- _REQUIREMENTS_
Locate each line in the items that contains the string "cloud" and copy those lines unchanged.

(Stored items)
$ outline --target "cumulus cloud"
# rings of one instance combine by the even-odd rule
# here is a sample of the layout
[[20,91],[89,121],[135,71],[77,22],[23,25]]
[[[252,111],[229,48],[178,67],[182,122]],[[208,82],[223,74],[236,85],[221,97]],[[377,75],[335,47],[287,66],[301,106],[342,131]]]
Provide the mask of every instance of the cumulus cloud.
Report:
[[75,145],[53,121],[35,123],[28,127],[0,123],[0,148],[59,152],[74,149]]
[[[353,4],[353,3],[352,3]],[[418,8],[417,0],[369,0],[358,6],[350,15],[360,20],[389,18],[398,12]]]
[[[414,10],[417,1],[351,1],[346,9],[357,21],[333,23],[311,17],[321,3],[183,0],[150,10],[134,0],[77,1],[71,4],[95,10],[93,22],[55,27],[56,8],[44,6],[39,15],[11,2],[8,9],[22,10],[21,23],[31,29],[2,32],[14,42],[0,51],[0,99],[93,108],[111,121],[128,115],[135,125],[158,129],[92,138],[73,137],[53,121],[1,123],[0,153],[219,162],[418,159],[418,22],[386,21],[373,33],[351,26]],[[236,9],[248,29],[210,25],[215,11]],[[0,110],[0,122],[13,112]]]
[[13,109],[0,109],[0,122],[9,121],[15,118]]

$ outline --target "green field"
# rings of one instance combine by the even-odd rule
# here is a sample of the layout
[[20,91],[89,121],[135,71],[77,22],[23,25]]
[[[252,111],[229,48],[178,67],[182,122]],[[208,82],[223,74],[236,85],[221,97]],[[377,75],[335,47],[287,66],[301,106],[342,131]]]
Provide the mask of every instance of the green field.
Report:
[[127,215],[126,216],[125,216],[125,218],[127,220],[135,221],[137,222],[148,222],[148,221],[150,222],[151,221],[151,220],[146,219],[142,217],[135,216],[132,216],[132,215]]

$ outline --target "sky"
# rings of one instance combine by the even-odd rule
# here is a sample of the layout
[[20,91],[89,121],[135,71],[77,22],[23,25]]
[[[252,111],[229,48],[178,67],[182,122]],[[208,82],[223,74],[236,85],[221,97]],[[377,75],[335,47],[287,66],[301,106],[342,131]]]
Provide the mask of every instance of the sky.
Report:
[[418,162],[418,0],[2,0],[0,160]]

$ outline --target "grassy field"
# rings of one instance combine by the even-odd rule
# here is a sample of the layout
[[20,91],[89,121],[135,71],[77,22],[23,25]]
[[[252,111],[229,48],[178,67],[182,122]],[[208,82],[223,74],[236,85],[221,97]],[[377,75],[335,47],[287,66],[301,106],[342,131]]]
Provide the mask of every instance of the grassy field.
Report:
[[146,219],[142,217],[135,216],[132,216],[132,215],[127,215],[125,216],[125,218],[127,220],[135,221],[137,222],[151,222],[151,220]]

- _CORRECT ANSWER_
$ outline --target "cumulus cloud"
Provide the mask of every instance of the cumulus cloud.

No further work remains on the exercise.